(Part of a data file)
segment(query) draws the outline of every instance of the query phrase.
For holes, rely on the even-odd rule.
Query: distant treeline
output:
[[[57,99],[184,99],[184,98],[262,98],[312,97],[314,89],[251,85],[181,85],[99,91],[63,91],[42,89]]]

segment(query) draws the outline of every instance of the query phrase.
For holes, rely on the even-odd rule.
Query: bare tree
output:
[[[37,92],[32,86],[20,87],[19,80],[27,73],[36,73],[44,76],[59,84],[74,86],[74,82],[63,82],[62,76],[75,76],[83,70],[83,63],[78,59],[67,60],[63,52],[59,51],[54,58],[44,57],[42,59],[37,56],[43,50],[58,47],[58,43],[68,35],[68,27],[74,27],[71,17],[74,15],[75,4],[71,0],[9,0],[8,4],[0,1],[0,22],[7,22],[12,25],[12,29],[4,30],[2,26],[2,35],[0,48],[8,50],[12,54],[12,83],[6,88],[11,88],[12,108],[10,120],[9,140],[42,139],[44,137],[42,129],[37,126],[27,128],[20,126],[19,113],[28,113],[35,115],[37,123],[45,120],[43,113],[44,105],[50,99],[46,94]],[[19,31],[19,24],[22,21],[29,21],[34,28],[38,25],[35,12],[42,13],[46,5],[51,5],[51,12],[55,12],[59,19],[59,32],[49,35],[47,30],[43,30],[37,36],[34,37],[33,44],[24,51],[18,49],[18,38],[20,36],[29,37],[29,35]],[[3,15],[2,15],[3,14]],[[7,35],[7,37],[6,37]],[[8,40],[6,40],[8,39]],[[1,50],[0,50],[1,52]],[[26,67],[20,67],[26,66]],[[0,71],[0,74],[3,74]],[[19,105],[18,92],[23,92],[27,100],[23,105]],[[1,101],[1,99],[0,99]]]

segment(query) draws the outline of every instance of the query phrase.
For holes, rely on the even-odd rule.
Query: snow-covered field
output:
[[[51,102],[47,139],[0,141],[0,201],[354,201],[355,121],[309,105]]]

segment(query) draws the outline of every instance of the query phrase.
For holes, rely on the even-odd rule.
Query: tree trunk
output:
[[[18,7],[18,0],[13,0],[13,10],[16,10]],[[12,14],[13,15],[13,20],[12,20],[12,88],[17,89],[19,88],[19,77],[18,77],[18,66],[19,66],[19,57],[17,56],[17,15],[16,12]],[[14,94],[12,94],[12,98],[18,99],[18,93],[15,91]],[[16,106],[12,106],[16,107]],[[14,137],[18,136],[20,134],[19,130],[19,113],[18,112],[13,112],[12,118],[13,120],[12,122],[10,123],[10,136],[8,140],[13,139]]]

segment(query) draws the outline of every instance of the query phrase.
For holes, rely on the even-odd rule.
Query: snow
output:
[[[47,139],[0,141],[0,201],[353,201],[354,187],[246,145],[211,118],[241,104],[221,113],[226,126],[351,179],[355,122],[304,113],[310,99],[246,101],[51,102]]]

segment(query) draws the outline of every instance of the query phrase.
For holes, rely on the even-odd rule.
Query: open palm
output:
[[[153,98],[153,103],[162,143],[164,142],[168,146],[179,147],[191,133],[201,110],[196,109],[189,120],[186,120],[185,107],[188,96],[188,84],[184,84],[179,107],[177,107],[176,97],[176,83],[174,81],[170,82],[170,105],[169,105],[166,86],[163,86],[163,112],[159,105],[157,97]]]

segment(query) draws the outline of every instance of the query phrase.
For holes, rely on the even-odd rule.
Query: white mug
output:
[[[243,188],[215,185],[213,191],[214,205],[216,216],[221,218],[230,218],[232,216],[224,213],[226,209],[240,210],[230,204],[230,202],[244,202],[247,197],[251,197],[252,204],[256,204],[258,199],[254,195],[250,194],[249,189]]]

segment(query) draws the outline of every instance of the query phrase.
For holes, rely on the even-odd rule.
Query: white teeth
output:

■ What is expected
Your task is to repeat the data exactly, with nothing left out.

■ Result for this exercise
segment(query) draws the outline of every instance of the query phrase.
For holes, rely on the even-odd rule.
Query: distant treeline
output:
[[[57,99],[184,99],[184,98],[262,98],[312,97],[314,89],[251,85],[181,85],[99,91],[63,91],[42,89]]]

segment(query) draws the outline of every instance of the query phrase.
For holes, rely on the even-odd rule.
Query: bare tree
output:
[[[37,92],[32,86],[20,87],[19,80],[27,73],[36,73],[44,76],[59,84],[74,86],[74,82],[63,82],[62,76],[75,76],[83,70],[83,63],[78,59],[67,60],[63,52],[59,51],[54,58],[44,57],[42,59],[37,56],[43,50],[58,47],[58,43],[68,35],[68,27],[74,27],[71,17],[74,15],[75,4],[71,0],[9,0],[8,4],[0,1],[0,22],[7,22],[12,25],[12,29],[4,30],[2,26],[2,35],[0,48],[8,50],[12,54],[12,83],[6,88],[11,88],[12,108],[10,120],[9,140],[42,139],[44,137],[42,129],[37,126],[27,128],[20,126],[19,113],[28,113],[35,115],[37,123],[45,120],[43,113],[44,105],[50,99],[46,94]],[[19,31],[19,24],[22,21],[29,21],[34,28],[38,25],[35,12],[42,13],[46,5],[51,5],[51,12],[55,12],[59,19],[59,32],[49,35],[47,30],[43,30],[37,36],[34,37],[33,44],[24,51],[18,49],[18,38],[20,36],[29,37],[29,35]],[[3,15],[2,15],[3,14]],[[7,35],[7,37],[6,37]],[[8,40],[6,40],[8,39]],[[1,50],[0,50],[1,52]],[[26,67],[20,67],[26,66]],[[0,71],[0,74],[3,74]],[[19,105],[18,92],[23,92],[27,100],[23,105]],[[1,101],[1,99],[0,99]]]

segment(query) draws the outline of every instance of the query phrase.
For holes, rely on the even-odd rule.
Query: snow-covered field
output:
[[[51,102],[47,139],[0,141],[0,201],[354,201],[355,121],[309,105]]]

segment(query) draws the outline of every instance of the query phrase.
For holes, rely on the even-odd rule.
Query: tree trunk
output:
[[[18,7],[18,0],[13,0],[13,10],[16,10]],[[12,14],[13,15],[13,20],[12,20],[12,88],[17,89],[19,88],[19,77],[18,77],[18,66],[19,66],[19,57],[17,56],[17,15],[16,12]],[[14,94],[12,94],[12,98],[18,99],[18,93],[15,91]],[[16,106],[12,106],[16,107]],[[14,137],[18,136],[20,134],[19,130],[19,113],[18,112],[13,112],[12,118],[13,120],[12,122],[10,123],[10,136],[8,140],[13,139]]]

segment(query) draws the outline of every instance of the query phrase.
For holes, rely on the even-odd rule.
Query: snow
output:
[[[47,139],[0,141],[0,201],[353,201],[354,187],[246,145],[211,118],[241,104],[221,113],[226,126],[351,179],[355,122],[304,113],[310,99],[246,101],[51,102]]]

segment(query) draws the outline of every instance of the query phrase.
For holes, rely on the even-odd rule.
Query: open palm
output:
[[[153,98],[153,103],[162,143],[164,142],[168,146],[179,147],[191,133],[201,110],[196,109],[189,120],[186,120],[185,107],[188,96],[188,84],[184,84],[179,107],[177,107],[176,97],[176,83],[174,81],[170,82],[170,105],[169,105],[166,86],[163,86],[163,112],[159,105],[157,97]]]

segment(query) draws the outline of every instance of the query phrase.
For holes, rely on the even-odd rule.
Query: white mug
output:
[[[243,188],[215,185],[213,191],[214,205],[216,216],[221,218],[230,218],[232,216],[224,213],[226,209],[240,210],[230,204],[230,202],[244,202],[247,197],[251,197],[252,204],[256,204],[258,199],[254,195],[250,194],[249,189]]]

segment(query) draws the outline of every instance of the query phrase.
For holes, rely on the even-odd rule.
Query: white teeth
output:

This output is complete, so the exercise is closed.